* **Reading text**:
+--

Alexander Cockburn, 71, the leftwing journalist who wrote for The Village Voice and The Nation. (July 21)
Patton Echols, 86, the Republican nominee for attorney general of Virginia in 1973. (July 26)
Gore Vidal, 86, the great American writer and novelist who merits mention in this column for his two campaigns – running as the Democratic nominee for an upstate New York House seat in 1960, where he lost to GOP incumbent J. Ernest Wharton, and in the Democratic primary for the Senate in California in 1982, where he finished second to Gov. Jerry Brown. Vidal, a leftwinger, also got into a memorable on-air battle with rightwinger William F. Buckley Jr. when both were analysts covering the 1968 Democratic convention for ABC News. (July 31)
Paul McCracken, 96, the chairman of the Council of Economic Advisers under President Nixon. (Aug. 3)
R. Peter Straus, 89, a former director of the Voice of America under President Carter who helped run Bobby Kennedy's 1964 Senate campaign in New York and was instrumental in changing the way legislative districts were drawn. After the death of his first wife, he married Marcia Lewis – mother of Monica Lewinsky – in 1998. (Aug. 6)
Raymond Harding, 77, who as head of New York's Liberal Party for decades wielded far more power than his party warranted. It was long said the Liberal Party was neither liberal nor a party, but Harding – and his predecessor, Alex Rose – made tremendous use of its influence, with politicians of both parties seeking his party's position on the ballot. Ultimately, the party lost its ballot line in 2002 and in 2009 Harding was caught up in a corruption scandal that sent state Comptroller Alan Hevesi (D) to prison. (Aug. 9)
James Naughton, 73, a Pulitzer Prize-winning former White House and national correspondent for the New York Times during the Nixon, Ford and Carter administrations, who later served as a senior editor for the Philadelphia Inquirer. (Aug. 11)
Nellie Gray, 88, who in 1974 began the annual March for Life anti-abortion demonstration in Washington, held each January on the anniversary of the 1973 Roe v. Wade Supreme Court decision legalizing abortion. (Aug. 13?)

+--

* **Task goal**:
Continue the obituary list of political and press figures with a few more entries. Give each one a name, an age, a short description and a date in parentheses.

* **Given data**:

+--

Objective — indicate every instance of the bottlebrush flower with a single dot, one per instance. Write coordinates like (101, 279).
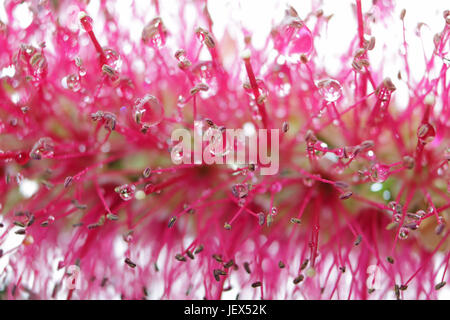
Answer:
(93, 207)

+--

* **Task response**:
Aubrey Dunn, 84, a conservative Democratic former state senator from New Mexico who lost his party's gov. primary for governor in 1982 to Toney Anaya in what was considered one of the dirtiest contests in state history. (Aug. 23)
George Gunther, 92, a maverick Connecticut Republican who was the longest serving state senator (1967-2006) in state history. (Aug. 26)
Donald Tewes, 96, a Wisconsin Republican who served one term in the House before losing a 1958 re-election bid to Robert Kastenmeier (D), whom he defeated two years prior. Tewes also lost the 1960 rubber match. (Aug. 29)
Charlie Rose, 73, a champion of tobacco interests during his 24 years in the House as a Democrat from North Carolina. He won an open seat in 1972 and during his tenure battled efforts to combat anti-smoking legislation. He rose to become chair of the House Administration Committee but also was under an ethics cloud later in his career over campaign funds. In 1994, after the Republican won control of the House, Rose challenged Rep. Richard Gephardt (D-Mo.) in the race for minority leader, a contest he lost decisively. He retired in 1996. (Sept. 3)
Bob Gammage, 74, a Texas Democrat who lost to, defeated, and lost again to Ron Paul in three memorable congressional contests. In 1975, Rep. Bob Casey, a conservative Democrat, resigned to join the Federal Maritime Agency. In a big surprise, Paul beat Gammage, then a state senator, in the Feb. 1976 special election. Gammage returned the favor in November, beating Paul by 236 votes, but Paul won the 1978 rubber match. A former judge, Gammage came out of retirement in 2006 but lost his party's gov. primary to Rep. Chris Bell, who went on to lose the general to GOP Gov. Rick Perry. (Sept. 10)
Russell Train, 92, one of the country's leading conservationists who became the first chair of the Council of Environmental Quality in 1970 and headed up the EPA under President Nixon. A Republican, he was later the first president of the World Wildlife Fund's American chapter. (Sept. 17)
Henry Champ, 75, who covered politics and Congress as a journalist with NBC News and who later returned to his native Canada and the CBC. (Sept. 23)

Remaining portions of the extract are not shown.